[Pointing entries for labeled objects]

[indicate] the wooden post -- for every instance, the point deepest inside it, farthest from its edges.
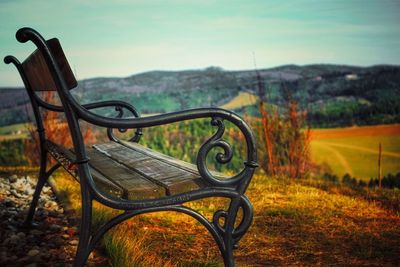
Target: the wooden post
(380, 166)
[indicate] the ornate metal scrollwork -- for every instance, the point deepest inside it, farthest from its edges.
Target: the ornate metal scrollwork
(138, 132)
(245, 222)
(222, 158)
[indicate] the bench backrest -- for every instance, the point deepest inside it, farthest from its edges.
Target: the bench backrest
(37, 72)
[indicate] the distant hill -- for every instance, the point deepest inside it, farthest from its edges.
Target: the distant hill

...

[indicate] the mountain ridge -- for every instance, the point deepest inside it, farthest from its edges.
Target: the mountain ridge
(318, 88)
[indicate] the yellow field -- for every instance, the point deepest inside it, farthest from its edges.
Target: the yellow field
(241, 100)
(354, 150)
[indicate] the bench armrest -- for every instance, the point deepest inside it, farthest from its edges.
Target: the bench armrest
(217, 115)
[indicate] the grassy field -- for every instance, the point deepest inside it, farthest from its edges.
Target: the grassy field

## AIM
From the material above, pull out every line that contains the string "post", matching case exactly.

## CORRECT RESULT
[indicate] the wooden post -- for every instance, the point deepest inside it, farthest from its edges.
Target: the wooden post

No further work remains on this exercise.